Filter the listing below down to every line that contains the string "wheel", treating uppercase and lowercase as different.
— START Records supplied —
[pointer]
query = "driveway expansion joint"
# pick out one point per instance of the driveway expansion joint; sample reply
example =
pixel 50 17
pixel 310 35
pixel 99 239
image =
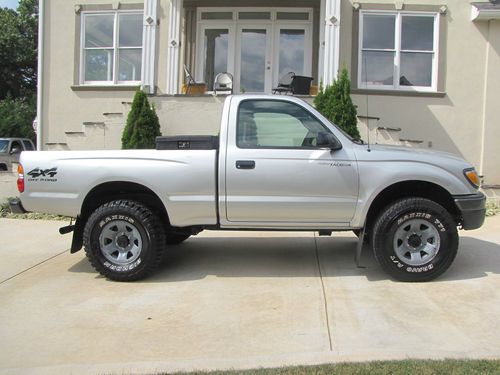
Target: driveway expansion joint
pixel 323 291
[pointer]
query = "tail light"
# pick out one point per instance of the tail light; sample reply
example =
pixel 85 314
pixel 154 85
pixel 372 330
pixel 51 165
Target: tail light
pixel 20 178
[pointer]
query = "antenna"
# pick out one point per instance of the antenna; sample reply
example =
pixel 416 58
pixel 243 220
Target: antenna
pixel 367 112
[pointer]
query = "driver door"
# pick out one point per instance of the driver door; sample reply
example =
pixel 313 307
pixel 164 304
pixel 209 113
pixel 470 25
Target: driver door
pixel 276 174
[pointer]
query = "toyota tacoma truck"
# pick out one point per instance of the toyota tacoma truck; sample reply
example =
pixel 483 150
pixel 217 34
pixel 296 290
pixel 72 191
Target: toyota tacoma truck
pixel 277 164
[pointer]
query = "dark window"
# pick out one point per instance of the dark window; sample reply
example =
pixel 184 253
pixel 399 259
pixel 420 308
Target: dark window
pixel 28 146
pixel 14 145
pixel 276 124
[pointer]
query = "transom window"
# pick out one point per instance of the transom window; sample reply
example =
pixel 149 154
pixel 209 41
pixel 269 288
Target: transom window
pixel 111 47
pixel 398 50
pixel 276 124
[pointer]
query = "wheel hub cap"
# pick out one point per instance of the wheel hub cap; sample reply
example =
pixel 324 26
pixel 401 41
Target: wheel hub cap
pixel 416 242
pixel 120 242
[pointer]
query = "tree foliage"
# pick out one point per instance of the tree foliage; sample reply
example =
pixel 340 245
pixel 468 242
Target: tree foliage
pixel 142 126
pixel 16 117
pixel 335 103
pixel 18 50
pixel 18 69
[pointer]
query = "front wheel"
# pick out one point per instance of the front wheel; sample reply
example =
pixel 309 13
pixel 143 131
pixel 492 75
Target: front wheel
pixel 415 239
pixel 124 240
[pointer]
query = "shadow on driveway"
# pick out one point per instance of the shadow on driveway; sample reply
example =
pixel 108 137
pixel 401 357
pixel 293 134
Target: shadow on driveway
pixel 221 257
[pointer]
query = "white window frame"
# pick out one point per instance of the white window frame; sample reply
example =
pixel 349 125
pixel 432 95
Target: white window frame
pixel 397 51
pixel 116 29
pixel 235 24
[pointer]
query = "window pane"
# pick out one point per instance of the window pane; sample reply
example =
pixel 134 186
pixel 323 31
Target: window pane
pixel 28 146
pixel 99 65
pixel 130 30
pixel 216 54
pixel 254 15
pixel 276 124
pixel 129 64
pixel 99 30
pixel 217 15
pixel 416 69
pixel 417 33
pixel 253 58
pixel 295 16
pixel 377 68
pixel 291 49
pixel 378 31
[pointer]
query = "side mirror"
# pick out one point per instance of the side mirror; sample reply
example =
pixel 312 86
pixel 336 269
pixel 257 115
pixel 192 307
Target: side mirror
pixel 328 140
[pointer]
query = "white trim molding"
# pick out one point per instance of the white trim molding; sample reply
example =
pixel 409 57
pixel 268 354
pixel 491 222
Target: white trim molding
pixel 485 11
pixel 149 33
pixel 329 58
pixel 174 46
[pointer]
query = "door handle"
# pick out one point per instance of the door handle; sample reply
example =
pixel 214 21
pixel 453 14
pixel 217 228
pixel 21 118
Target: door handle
pixel 245 164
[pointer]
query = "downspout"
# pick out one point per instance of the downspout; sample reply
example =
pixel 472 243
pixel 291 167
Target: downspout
pixel 39 102
pixel 485 95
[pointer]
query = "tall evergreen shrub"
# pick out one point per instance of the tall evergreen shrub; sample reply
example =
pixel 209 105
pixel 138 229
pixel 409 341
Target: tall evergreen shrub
pixel 335 103
pixel 142 126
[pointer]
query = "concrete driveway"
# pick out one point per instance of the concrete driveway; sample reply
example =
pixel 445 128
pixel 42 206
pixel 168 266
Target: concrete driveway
pixel 238 300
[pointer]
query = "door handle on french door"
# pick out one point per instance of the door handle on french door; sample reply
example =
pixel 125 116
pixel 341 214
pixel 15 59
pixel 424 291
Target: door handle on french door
pixel 245 164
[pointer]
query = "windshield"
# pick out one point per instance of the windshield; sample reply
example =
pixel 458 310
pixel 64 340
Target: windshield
pixel 347 135
pixel 3 145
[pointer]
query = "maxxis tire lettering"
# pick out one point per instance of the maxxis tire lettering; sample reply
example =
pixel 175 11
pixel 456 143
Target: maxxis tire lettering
pixel 395 216
pixel 144 222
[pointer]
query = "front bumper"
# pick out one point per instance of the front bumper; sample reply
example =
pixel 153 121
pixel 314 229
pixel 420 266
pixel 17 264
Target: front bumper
pixel 472 209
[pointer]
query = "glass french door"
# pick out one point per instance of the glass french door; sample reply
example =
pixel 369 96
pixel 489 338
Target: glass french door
pixel 257 52
pixel 293 51
pixel 253 59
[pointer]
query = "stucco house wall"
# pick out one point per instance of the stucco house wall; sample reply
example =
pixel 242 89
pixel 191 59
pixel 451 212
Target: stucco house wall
pixel 461 117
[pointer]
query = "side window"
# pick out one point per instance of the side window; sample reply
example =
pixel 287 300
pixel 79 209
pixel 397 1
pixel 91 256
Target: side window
pixel 28 146
pixel 278 124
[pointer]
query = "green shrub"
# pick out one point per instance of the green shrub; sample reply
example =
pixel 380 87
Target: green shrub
pixel 142 126
pixel 335 103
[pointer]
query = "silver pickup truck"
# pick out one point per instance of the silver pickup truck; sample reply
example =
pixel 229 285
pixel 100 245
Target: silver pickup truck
pixel 277 164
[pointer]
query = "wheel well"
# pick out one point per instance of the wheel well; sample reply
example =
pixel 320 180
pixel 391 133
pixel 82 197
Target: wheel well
pixel 110 191
pixel 406 189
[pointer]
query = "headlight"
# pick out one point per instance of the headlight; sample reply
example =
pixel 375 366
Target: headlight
pixel 472 176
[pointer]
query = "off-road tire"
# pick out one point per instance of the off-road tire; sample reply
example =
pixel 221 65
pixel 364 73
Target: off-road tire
pixel 413 220
pixel 139 224
pixel 176 238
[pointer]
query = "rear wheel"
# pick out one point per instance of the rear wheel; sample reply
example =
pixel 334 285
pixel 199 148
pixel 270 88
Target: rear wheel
pixel 415 239
pixel 124 240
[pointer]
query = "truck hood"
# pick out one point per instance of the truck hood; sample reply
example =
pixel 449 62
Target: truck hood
pixel 403 153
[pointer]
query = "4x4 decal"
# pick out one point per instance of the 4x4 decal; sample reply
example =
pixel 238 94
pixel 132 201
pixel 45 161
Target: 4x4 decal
pixel 37 172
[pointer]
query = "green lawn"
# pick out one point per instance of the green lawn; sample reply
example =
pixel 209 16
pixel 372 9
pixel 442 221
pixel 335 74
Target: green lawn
pixel 407 367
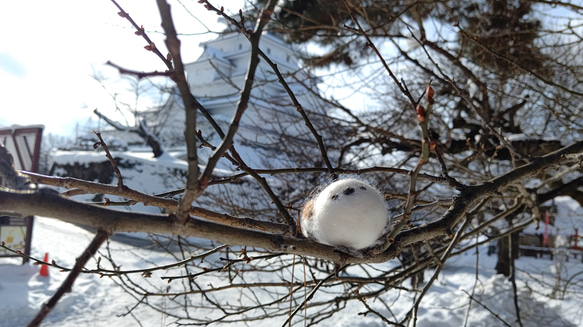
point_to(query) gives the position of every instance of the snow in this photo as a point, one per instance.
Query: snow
(347, 212)
(100, 302)
(96, 301)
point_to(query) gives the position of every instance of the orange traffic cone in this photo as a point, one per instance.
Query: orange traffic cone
(44, 269)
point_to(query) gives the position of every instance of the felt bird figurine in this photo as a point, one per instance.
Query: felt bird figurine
(348, 213)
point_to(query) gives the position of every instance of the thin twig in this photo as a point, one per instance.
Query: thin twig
(141, 32)
(111, 160)
(67, 284)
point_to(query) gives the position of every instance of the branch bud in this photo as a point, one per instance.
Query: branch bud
(432, 145)
(429, 93)
(420, 113)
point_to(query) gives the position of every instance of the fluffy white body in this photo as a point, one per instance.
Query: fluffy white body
(347, 213)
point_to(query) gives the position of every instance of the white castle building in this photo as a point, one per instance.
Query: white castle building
(216, 79)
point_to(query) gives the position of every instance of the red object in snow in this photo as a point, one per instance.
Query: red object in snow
(44, 269)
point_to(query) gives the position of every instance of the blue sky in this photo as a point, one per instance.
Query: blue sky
(50, 49)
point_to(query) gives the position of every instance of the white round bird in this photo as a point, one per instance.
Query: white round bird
(347, 213)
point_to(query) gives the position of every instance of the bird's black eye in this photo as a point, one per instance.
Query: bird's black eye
(348, 191)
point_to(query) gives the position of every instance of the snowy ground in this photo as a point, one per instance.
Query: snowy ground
(98, 302)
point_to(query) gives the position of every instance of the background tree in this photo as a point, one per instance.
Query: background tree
(494, 137)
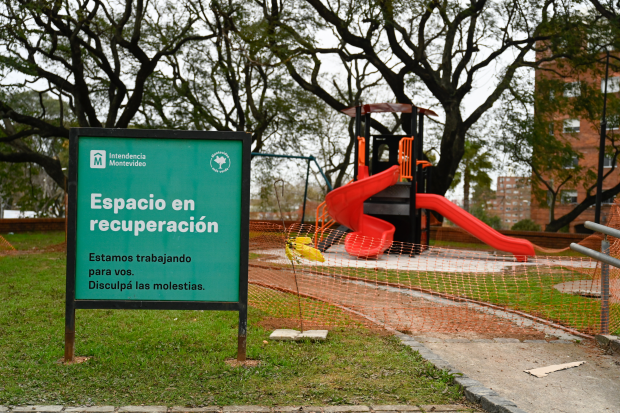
— END Records supplied —
Exercise result>
query = "wheel hub cap"
# pick out one point per instance of the wheel hub cap; sample reply
Target: wheel hub cap
query = "front wheel"
# pick out one point per instance of the front wheel; sample reply
Target: front wheel
query = "wheel well"
# pick out one point per instance of the wheel well; sample reply
Target: wheel well
query = "rear wheel"
# pick out one point per instance of the rear wheel; sample reply
Target: rear wheel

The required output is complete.